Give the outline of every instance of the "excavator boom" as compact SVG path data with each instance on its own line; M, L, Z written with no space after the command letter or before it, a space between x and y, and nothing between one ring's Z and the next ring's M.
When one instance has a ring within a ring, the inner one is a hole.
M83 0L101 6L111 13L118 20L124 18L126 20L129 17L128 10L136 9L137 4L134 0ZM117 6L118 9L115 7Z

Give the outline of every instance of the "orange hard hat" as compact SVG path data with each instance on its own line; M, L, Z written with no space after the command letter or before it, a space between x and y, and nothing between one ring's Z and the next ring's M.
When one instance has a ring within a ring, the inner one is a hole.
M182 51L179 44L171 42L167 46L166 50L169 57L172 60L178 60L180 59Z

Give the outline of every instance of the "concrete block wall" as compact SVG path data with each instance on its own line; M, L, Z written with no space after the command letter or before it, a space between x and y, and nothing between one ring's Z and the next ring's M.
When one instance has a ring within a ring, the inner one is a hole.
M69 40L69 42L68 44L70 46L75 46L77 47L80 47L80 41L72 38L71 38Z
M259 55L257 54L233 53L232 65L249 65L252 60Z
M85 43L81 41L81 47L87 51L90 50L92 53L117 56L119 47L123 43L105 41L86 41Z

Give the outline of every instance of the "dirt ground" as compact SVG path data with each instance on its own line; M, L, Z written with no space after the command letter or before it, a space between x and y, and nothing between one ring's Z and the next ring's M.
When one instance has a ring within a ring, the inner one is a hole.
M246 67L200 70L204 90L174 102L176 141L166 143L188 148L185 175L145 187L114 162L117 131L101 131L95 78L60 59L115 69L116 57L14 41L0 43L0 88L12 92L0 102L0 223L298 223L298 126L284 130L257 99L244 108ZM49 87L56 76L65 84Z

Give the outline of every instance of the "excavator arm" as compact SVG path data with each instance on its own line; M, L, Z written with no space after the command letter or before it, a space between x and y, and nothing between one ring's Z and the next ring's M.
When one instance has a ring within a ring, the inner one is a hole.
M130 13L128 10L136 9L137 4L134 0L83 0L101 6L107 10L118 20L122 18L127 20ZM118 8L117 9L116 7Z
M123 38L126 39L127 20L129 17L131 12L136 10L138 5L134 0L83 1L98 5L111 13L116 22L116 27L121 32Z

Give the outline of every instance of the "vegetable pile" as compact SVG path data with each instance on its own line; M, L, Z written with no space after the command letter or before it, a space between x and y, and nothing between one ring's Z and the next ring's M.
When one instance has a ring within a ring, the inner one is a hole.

※

### Given request
Copy out every item above, substituting "cutout" for each "hole" and keeping everything else the same.

### Exercise response
Give the outline of every instance of the "excavator boom" as compact SVG path data with each instance on its own line; M, L, Z written with no space after the command letter or before it, a space between x and y, and nothing between one ring's Z and the next ring's M.
When one instance has a ring within a ring, the inner one is a cutout.
M83 0L101 6L111 13L118 20L124 18L126 20L129 17L128 10L136 9L137 4L134 0ZM117 6L118 9L115 7Z

Give the outline of every instance of the "orange hard hat" as compact SVG path data with each instance on its own line; M, L, Z written with no space after the command letter or before it, a space between x and y, and nothing between one ring's Z and the next ring's M.
When one instance has a ring within a ring, the inner one is a cutout.
M182 51L179 44L171 42L167 46L166 50L169 57L172 60L178 60L180 59Z

Give the outline of every instance of the "concrete block wall" as compact SVG path data with each instance on its own line; M, L, Z written with no space after the command letter or before it, a space between x and y, and nothing between one ring's Z and the next ring's M.
When one instance has a ring within a ring, the inner one is a cutout.
M69 40L69 42L68 44L70 46L75 46L77 47L80 47L80 41L72 38L71 38Z
M259 55L257 54L233 53L232 65L249 65L252 60Z
M85 43L81 41L81 47L87 51L90 50L92 53L117 56L119 47L123 43L105 41L86 41Z

Give the outline of every instance of the "dirt ground" as compact SVG path data with each instance on its own line; M, L, Z written with no space after the command letter or before it, a space between x and y, and nothing between one ring's Z and the next ring's M.
When one instance has a ring within a ring, the inner one is a cutout.
M246 67L200 70L204 90L174 102L176 141L166 143L188 148L185 175L145 187L114 162L117 131L101 131L95 78L60 59L115 69L116 57L14 41L0 43L0 88L12 92L0 102L0 223L298 223L298 126L284 130L257 99L244 108ZM49 87L56 76L65 84Z

Give the outline of every instance of the "excavator arm" as compact SVG path data with each instance on its own line; M, L, Z written with no space after the command letter or before it, a space between x and y, and nothing between one ring's Z and the next ring's M.
When one instance has a ring within a ring, the inner one is a cutout.
M130 13L128 10L136 9L137 4L134 0L83 0L101 6L107 10L118 20L122 18L127 20ZM118 8L117 9L116 7Z
M123 38L126 39L127 20L129 17L131 12L136 10L138 5L134 0L83 1L98 5L111 13L116 22L116 27L121 32Z

Give the outline of every instance of the "vegetable pile" as compact SVG path data with each instance on its own line; M, L, Z written with no space after the command letter or before it, a space between x and y, and nothing between one ring's Z and the next ring's M.
When one instance has a ring within a ring, the inner one is a cutout.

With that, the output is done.